>> start Records for this exercise

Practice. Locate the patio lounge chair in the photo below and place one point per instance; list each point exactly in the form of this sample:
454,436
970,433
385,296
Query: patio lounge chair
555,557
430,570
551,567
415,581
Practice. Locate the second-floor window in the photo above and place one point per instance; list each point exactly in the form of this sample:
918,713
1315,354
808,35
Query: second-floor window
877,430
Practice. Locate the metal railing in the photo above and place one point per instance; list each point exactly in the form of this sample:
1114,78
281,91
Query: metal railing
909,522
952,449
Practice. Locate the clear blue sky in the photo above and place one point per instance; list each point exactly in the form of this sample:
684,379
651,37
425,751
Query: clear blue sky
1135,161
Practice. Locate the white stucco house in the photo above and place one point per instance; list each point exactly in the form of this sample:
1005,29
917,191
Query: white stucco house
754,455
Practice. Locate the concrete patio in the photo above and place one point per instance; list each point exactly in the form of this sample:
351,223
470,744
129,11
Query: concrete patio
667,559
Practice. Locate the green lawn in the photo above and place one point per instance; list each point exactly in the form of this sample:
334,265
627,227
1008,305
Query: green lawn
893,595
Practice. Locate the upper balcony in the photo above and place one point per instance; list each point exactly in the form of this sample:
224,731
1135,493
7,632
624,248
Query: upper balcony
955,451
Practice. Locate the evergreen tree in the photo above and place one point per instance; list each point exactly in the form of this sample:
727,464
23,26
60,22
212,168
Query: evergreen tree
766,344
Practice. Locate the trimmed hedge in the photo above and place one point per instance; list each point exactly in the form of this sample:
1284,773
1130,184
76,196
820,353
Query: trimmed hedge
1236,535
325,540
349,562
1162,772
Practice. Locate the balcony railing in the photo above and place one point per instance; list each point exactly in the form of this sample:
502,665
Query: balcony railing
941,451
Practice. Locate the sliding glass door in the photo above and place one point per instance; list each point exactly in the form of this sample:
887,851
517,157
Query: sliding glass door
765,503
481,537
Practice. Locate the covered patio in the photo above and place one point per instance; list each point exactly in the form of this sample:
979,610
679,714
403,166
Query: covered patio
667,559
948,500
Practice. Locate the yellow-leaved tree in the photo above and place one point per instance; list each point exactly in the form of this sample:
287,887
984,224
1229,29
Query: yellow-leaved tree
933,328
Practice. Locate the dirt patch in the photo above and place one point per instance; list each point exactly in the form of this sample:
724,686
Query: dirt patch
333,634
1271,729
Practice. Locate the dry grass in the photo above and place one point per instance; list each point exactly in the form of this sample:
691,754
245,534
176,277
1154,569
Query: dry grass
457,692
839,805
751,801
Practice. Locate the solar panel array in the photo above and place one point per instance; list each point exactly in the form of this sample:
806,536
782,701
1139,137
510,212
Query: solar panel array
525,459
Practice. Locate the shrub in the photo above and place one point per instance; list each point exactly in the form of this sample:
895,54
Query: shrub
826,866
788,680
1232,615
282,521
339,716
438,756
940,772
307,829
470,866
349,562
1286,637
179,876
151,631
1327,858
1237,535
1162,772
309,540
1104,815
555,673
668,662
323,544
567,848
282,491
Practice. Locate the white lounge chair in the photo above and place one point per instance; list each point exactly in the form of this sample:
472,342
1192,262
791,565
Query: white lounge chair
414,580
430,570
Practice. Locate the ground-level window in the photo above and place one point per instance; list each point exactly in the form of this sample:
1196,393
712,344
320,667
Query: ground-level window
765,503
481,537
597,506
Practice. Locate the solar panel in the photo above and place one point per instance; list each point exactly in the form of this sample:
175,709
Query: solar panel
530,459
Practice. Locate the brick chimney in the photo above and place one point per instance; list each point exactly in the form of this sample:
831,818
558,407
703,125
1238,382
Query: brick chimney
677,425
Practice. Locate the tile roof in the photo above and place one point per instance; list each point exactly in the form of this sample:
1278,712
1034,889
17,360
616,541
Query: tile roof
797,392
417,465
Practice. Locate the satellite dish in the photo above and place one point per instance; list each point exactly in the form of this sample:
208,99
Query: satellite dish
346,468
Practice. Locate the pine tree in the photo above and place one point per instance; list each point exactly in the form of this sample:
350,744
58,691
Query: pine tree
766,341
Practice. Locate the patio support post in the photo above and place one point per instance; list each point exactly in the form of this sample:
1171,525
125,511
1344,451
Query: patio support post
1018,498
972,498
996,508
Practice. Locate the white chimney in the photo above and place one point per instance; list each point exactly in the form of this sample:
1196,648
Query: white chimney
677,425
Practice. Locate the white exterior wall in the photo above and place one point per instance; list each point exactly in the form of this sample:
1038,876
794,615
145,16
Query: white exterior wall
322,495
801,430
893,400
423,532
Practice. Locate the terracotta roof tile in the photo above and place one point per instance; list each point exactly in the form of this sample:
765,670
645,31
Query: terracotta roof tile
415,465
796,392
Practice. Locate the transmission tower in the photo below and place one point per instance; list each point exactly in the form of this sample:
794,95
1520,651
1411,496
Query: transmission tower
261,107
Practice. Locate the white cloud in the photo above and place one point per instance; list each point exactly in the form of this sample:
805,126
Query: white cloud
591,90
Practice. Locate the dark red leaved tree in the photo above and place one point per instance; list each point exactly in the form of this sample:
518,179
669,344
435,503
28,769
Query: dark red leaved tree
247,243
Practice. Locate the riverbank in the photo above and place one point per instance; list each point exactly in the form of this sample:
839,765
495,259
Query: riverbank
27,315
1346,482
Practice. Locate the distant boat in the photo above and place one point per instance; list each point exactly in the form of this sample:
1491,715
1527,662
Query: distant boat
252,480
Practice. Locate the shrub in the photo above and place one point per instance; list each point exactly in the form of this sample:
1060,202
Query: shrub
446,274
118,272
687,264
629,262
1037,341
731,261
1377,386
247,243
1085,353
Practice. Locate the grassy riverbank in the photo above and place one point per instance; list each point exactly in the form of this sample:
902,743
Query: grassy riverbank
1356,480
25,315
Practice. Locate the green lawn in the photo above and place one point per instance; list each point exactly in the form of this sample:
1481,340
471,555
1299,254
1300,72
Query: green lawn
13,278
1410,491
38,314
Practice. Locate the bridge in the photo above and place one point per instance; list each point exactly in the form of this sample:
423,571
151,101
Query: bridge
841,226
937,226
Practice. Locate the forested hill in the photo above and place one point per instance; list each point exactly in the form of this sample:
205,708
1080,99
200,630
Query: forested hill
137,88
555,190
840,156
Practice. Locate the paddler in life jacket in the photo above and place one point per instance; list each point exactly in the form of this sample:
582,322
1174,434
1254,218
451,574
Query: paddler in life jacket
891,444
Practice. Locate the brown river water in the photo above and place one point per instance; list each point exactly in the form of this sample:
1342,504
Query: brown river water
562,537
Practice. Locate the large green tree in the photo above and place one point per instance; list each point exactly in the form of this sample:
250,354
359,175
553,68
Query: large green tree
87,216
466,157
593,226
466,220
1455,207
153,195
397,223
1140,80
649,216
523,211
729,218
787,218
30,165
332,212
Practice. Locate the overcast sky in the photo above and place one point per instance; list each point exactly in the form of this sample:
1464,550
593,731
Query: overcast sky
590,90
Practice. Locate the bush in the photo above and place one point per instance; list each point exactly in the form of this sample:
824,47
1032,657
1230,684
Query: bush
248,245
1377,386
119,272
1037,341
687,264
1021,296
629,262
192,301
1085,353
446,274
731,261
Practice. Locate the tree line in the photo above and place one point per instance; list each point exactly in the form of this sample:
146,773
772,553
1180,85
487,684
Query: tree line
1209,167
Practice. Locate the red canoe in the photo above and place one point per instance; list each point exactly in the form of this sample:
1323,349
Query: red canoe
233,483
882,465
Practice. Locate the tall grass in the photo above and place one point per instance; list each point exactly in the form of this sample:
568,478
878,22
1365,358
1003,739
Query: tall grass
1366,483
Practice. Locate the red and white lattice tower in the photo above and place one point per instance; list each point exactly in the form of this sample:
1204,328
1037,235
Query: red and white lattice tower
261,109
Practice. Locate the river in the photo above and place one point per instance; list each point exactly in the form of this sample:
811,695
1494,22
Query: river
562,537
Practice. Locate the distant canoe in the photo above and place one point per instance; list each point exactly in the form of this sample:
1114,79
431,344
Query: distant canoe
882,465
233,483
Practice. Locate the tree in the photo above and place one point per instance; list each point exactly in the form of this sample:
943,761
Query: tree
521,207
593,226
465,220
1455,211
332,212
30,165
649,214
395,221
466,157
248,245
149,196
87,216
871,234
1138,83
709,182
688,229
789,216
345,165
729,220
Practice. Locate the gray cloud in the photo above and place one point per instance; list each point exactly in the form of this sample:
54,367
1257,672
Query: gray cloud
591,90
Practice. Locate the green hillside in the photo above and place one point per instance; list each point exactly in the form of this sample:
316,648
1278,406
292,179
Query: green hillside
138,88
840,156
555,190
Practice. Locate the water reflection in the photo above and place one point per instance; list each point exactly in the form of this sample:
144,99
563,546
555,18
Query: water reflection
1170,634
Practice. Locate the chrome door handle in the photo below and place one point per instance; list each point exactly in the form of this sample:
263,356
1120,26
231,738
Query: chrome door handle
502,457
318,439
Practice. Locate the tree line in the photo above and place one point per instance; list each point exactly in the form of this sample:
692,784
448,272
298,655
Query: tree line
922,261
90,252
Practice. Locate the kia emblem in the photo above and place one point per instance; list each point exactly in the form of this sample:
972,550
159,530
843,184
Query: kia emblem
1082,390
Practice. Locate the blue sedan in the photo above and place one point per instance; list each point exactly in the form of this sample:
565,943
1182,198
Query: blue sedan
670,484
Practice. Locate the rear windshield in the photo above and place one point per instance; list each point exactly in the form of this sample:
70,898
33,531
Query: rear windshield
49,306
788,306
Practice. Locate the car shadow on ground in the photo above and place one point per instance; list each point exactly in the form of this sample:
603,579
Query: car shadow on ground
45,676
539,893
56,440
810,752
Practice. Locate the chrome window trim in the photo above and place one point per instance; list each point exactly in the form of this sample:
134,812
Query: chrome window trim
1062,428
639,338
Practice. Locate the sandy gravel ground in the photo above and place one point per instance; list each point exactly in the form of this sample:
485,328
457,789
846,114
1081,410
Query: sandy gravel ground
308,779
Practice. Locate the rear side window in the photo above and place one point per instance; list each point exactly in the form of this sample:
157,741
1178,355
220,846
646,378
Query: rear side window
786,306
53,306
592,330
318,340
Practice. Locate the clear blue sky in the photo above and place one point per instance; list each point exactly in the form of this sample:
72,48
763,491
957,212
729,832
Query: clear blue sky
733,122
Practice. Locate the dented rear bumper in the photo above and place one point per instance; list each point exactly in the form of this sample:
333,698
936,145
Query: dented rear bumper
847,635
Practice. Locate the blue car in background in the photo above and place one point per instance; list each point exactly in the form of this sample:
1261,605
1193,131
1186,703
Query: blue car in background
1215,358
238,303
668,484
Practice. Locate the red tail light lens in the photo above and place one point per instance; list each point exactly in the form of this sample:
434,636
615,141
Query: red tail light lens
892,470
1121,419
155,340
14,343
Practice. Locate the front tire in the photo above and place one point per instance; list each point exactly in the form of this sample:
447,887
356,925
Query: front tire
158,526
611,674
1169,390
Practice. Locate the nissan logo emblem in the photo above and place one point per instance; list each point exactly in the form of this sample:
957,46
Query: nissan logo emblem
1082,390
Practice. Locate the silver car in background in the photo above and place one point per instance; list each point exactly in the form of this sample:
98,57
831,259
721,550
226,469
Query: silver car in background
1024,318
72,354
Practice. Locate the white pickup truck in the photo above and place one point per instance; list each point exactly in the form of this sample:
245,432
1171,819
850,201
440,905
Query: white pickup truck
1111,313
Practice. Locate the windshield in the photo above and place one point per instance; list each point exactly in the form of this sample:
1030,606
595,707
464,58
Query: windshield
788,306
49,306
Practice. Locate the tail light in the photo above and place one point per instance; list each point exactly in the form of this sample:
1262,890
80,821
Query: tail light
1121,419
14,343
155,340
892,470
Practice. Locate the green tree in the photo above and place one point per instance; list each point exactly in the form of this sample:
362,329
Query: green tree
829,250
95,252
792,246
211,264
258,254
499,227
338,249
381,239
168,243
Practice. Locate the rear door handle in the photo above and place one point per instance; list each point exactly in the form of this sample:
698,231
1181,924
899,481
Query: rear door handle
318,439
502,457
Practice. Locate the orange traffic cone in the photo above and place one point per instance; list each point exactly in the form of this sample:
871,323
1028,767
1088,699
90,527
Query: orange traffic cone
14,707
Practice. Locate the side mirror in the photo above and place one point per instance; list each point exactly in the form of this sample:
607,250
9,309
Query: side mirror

>> end Records for this exercise

▶ What you need to do
Copy out exactly the lines from the line with "Practice. Locate the green tree" to the end of the listing, including both of those lines, and give nothing else.

▶ Reply
Practice. Locate the green tree in the photo above and place one point per instance; list each point exactly in the form of this sample:
362,329
Query: green tree
829,250
95,252
792,246
211,264
258,254
499,227
338,249
381,239
168,243
Practice. Locate the rear door handle in the photo above and place one point per instance; list each point exactly in the form of this sample:
698,231
1181,924
899,481
Query: rear door handle
318,439
502,457
Practice. Locate the orange traffic cone in the photo above and place one point per instance; list each point exactly in the form of this sample:
871,323
1028,767
1088,699
90,527
Query: orange traffic cone
14,707
Practice. Locate the side mirror in the photo above and place one point per instance; list each point exactly in the form of this sample:
607,250
9,309
Query: side mirror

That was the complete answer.